Aim of the exercise -
Produce a verbatim copy of the following records, leaving out all pictures.

Excerpts from a dataset
········

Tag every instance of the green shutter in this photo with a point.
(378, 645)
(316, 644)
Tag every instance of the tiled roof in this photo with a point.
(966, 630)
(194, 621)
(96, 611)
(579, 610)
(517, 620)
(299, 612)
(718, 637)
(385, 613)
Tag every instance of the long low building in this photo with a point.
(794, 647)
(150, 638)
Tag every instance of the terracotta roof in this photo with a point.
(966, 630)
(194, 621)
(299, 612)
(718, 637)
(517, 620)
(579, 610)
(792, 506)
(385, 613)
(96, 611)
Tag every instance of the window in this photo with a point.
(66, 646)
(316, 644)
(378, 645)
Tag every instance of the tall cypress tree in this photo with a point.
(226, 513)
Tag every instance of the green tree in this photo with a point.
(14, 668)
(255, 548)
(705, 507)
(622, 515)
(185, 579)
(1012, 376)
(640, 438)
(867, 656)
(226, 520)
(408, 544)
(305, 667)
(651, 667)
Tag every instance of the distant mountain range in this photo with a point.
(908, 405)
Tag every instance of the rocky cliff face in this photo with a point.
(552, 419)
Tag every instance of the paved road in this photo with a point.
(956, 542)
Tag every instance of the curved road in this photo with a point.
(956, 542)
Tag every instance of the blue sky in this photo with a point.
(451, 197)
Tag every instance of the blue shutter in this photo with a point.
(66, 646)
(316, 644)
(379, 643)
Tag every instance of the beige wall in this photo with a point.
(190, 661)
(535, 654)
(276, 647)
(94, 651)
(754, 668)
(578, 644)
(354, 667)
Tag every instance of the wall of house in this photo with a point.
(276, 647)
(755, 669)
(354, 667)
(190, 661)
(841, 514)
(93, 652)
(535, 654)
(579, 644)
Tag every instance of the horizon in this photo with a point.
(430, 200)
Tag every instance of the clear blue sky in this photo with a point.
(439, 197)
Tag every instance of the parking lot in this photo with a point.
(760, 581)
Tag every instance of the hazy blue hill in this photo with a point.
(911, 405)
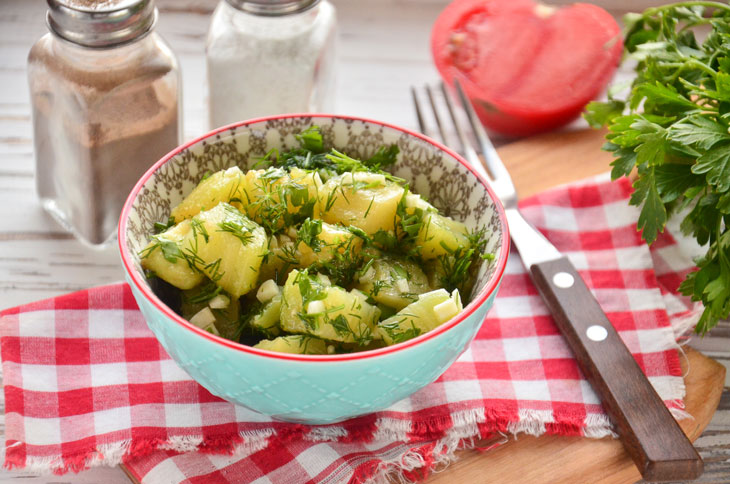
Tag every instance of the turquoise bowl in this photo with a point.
(314, 389)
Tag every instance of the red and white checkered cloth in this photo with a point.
(86, 382)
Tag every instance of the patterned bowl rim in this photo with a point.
(481, 297)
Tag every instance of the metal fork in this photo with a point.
(647, 429)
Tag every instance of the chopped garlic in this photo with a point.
(316, 307)
(267, 291)
(220, 302)
(446, 310)
(203, 318)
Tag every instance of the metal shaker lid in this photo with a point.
(273, 7)
(101, 23)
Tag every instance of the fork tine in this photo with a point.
(419, 114)
(465, 144)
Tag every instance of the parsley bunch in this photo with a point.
(673, 129)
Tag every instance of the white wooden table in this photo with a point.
(383, 49)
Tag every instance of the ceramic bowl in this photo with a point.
(313, 388)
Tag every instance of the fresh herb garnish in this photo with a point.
(672, 128)
(160, 227)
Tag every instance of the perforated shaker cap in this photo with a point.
(273, 7)
(101, 23)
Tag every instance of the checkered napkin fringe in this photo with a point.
(87, 384)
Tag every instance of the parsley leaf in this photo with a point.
(672, 128)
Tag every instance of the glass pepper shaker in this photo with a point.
(269, 57)
(105, 95)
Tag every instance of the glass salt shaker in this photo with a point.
(269, 57)
(105, 93)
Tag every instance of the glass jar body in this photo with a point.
(101, 118)
(266, 65)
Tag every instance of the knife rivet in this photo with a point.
(596, 333)
(563, 280)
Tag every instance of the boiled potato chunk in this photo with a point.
(395, 282)
(361, 199)
(441, 235)
(222, 186)
(164, 256)
(297, 344)
(320, 241)
(430, 311)
(224, 309)
(228, 248)
(267, 320)
(311, 306)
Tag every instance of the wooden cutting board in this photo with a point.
(536, 164)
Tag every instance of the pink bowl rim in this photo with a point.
(480, 298)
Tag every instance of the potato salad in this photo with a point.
(313, 252)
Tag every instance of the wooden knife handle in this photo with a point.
(652, 437)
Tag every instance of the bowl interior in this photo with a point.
(431, 171)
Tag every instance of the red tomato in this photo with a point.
(526, 66)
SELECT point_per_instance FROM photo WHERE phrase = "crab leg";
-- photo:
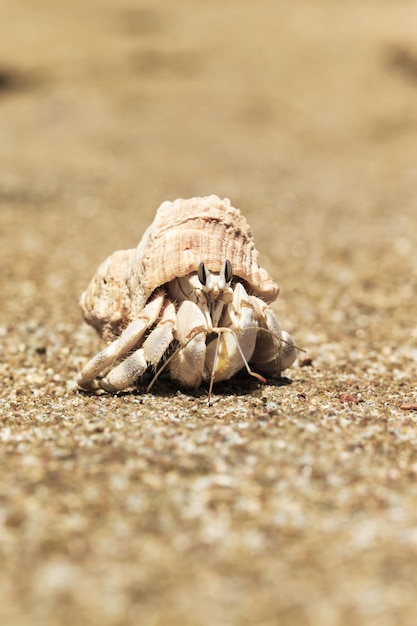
(188, 364)
(275, 349)
(153, 348)
(121, 346)
(236, 343)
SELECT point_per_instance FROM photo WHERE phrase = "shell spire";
(185, 233)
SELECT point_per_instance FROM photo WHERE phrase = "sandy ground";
(282, 503)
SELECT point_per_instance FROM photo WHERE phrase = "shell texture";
(183, 234)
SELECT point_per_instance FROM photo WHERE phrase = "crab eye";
(202, 274)
(228, 271)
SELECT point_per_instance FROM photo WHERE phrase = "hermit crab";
(190, 299)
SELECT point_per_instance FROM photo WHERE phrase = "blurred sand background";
(280, 504)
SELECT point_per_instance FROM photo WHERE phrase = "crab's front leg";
(237, 331)
(275, 349)
(151, 352)
(187, 365)
(127, 341)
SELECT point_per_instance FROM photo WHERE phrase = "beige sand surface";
(280, 504)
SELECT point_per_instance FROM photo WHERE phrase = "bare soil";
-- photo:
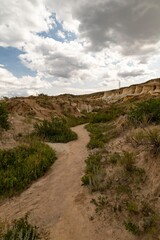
(57, 201)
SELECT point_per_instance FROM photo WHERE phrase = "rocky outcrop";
(151, 87)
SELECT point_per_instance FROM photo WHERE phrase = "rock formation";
(151, 87)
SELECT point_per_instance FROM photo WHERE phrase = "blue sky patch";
(58, 33)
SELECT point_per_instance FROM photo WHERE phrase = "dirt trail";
(57, 201)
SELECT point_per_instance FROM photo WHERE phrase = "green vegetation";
(4, 124)
(56, 130)
(145, 112)
(100, 134)
(94, 172)
(106, 115)
(150, 138)
(20, 166)
(21, 229)
(74, 121)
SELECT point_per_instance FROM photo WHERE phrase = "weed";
(94, 172)
(56, 130)
(101, 203)
(100, 134)
(4, 124)
(145, 112)
(21, 229)
(131, 227)
(22, 165)
(128, 160)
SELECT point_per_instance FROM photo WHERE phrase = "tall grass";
(4, 123)
(20, 166)
(145, 112)
(94, 172)
(56, 130)
(21, 229)
(101, 133)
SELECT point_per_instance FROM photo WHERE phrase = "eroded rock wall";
(151, 87)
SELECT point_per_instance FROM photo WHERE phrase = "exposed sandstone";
(151, 87)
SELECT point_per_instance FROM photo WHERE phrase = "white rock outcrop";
(151, 87)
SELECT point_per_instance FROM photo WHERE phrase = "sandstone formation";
(151, 87)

········

Solved exercise -
Tag every instance of the green shutter in this photo with a point.
(378, 645)
(316, 644)
Tag every instance of the tiled roof in this photo with a point.
(966, 630)
(194, 621)
(96, 611)
(579, 610)
(517, 620)
(299, 612)
(718, 637)
(385, 613)
Tag every instance of the long low building in this photo with a point.
(794, 647)
(150, 638)
Tag every instance of the terracotta roof in this photo with a point.
(966, 630)
(194, 621)
(299, 612)
(718, 637)
(517, 620)
(579, 610)
(792, 506)
(385, 613)
(96, 611)
Tag every instance of the window in this photo with a point.
(66, 646)
(316, 644)
(378, 645)
Tag every instance of the tall cypress tree in this photo with a point.
(226, 513)
Tag every instance of the green tree in this photo with a point.
(14, 668)
(255, 548)
(705, 507)
(622, 515)
(185, 579)
(1012, 376)
(640, 438)
(867, 656)
(226, 520)
(408, 544)
(305, 667)
(651, 667)
Tag every instance of the distant mountain range in this photo with a point.
(908, 405)
Tag every instance of the rocky cliff face in this photo with a point.
(552, 419)
Tag every instance of the paved road in this photo with a point.
(956, 542)
Tag every instance of the curved road in this photo with a point.
(956, 542)
Tag every instance of the blue sky in this photo with a point.
(451, 197)
Tag every instance of the blue shutter in this photo with a point.
(66, 646)
(316, 644)
(379, 643)
Tag every instance of the beige wall in this photo with a point.
(190, 661)
(535, 654)
(276, 647)
(94, 651)
(754, 668)
(578, 644)
(354, 667)
Tag every instance of the wall of house in this photo with a point.
(276, 647)
(755, 669)
(354, 667)
(190, 661)
(841, 514)
(93, 652)
(535, 654)
(579, 644)
Tag every instance of the horizon in this photo with a point.
(430, 200)
Tag every instance of the clear blue sky in this photo with a point.
(439, 197)
Tag every instance of the parking lot in this photo with a point.
(760, 581)
Tag every instance of the hazy blue hill in this photo with a point.
(911, 405)
Tag every instance of the turquoise bowl in this photo with a point.
(314, 389)
Tag every instance of the red and white checkered cloth in this photo with a point.
(86, 382)
Tag every instance of the patterned bowl rim in this photo with a point.
(481, 297)
Tag every instance of the metal fork in this photo with a point.
(647, 429)
Tag every instance of the chopped garlic in this photo with a point.
(316, 307)
(267, 291)
(220, 302)
(446, 310)
(203, 318)
Tag every instance of the metal shaker lid in this photo with a point.
(273, 7)
(101, 23)
Tag every instance of the fork tine in this photo with a point.
(419, 114)
(465, 144)
Tag every instance of the parsley bunch in this photo with a point.
(673, 129)
Tag every instance of the white wooden table in this photo with a point.
(383, 49)
Tag every instance of the ceramic bowl in this photo with a point.
(313, 388)
Tag every instance of the fresh herb garnish in this photo with a point.
(672, 128)
(160, 227)
Tag every instance of the perforated shaker cap in this photo with a point.
(273, 7)
(101, 23)
Tag every instance of the checkered napkin fringe in this photo with a point.
(87, 384)
Tag every instance of the parsley leaf in this photo with a point.
(672, 128)
Tag every instance of the glass pepper shaker in this photo with a point.
(269, 57)
(105, 95)
Tag every instance of the glass salt shaker in this photo with a point.
(269, 57)
(105, 93)
Tag every instance of the glass jar body in this photo with a point.
(101, 118)
(266, 65)
Tag every instance of the knife rivet in this photo with a point.
(596, 333)
(563, 280)
Tag every instance of the boiled potato chunk in this photo with a point.
(395, 282)
(361, 199)
(441, 235)
(222, 186)
(164, 256)
(297, 344)
(320, 241)
(430, 311)
(224, 309)
(228, 248)
(267, 320)
(311, 306)
Tag every instance of the wooden cutting board in this photo with a point.
(536, 164)
Tag every instance of the pink bowl rim in this photo with a point.
(480, 298)
Tag every instance of the potato salad in this photo with a point.
(313, 252)
Tag every instance of the wooden knife handle in this photo with a point.
(652, 437)
Tag every instance of the bowl interior in this photo with a point.
(431, 171)
Tag every instance of the red tomato in this photo with a point.
(526, 66)
SELECT point_per_instance FROM photo WHERE phrase = "crab leg";
-- photo:
(188, 364)
(275, 349)
(153, 348)
(121, 346)
(236, 343)
SELECT point_per_instance FROM photo WHERE phrase = "shell spire";
(185, 233)
SELECT point_per_instance FROM photo WHERE phrase = "sandy ground";
(282, 503)
SELECT point_per_instance FROM photo WHERE phrase = "shell texture";
(183, 234)
SELECT point_per_instance FROM photo WHERE phrase = "crab eye";
(202, 274)
(228, 271)
SELECT point_per_instance FROM photo WHERE phrase = "hermit crab";
(190, 299)
SELECT point_per_instance FROM photo WHERE phrase = "blurred sand background";
(280, 504)
SELECT point_per_instance FROM photo WHERE phrase = "crab's front leg";
(237, 331)
(275, 349)
(151, 352)
(187, 365)
(127, 341)
SELECT point_per_instance FROM photo WHERE phrase = "beige sand surface";
(280, 504)
SELECT point_per_instance FROM photo WHERE phrase = "bare soil";
-- photo:
(57, 201)
SELECT point_per_instance FROM photo WHERE phrase = "rocky outcrop";
(151, 87)
SELECT point_per_instance FROM photo WHERE phrase = "rock formation";
(151, 87)
SELECT point_per_instance FROM photo WHERE phrase = "blue sky patch";
(58, 33)
SELECT point_per_instance FROM photo WHERE phrase = "dirt trail";
(57, 201)
SELECT point_per_instance FROM photo WHERE phrase = "green vegetation";
(4, 124)
(56, 130)
(145, 112)
(100, 134)
(94, 172)
(106, 115)
(150, 138)
(20, 166)
(21, 229)
(74, 121)
SELECT point_per_instance FROM photo WHERE phrase = "weed";
(94, 172)
(56, 130)
(101, 203)
(100, 134)
(4, 124)
(145, 112)
(21, 229)
(131, 227)
(22, 165)
(128, 160)
SELECT point_per_instance FROM photo WHERE phrase = "tall grass";
(4, 123)
(20, 166)
(145, 112)
(94, 172)
(56, 130)
(21, 229)
(101, 133)
SELECT point_per_instance FROM photo WHERE phrase = "eroded rock wall";
(151, 87)
SELECT point_per_instance FROM photo WHERE phrase = "exposed sandstone";
(151, 87)
SELECT point_per_instance FROM photo WHERE phrase = "white rock outcrop";
(151, 87)
SELECT point_per_instance FROM photo WHERE phrase = "sandstone formation";
(151, 87)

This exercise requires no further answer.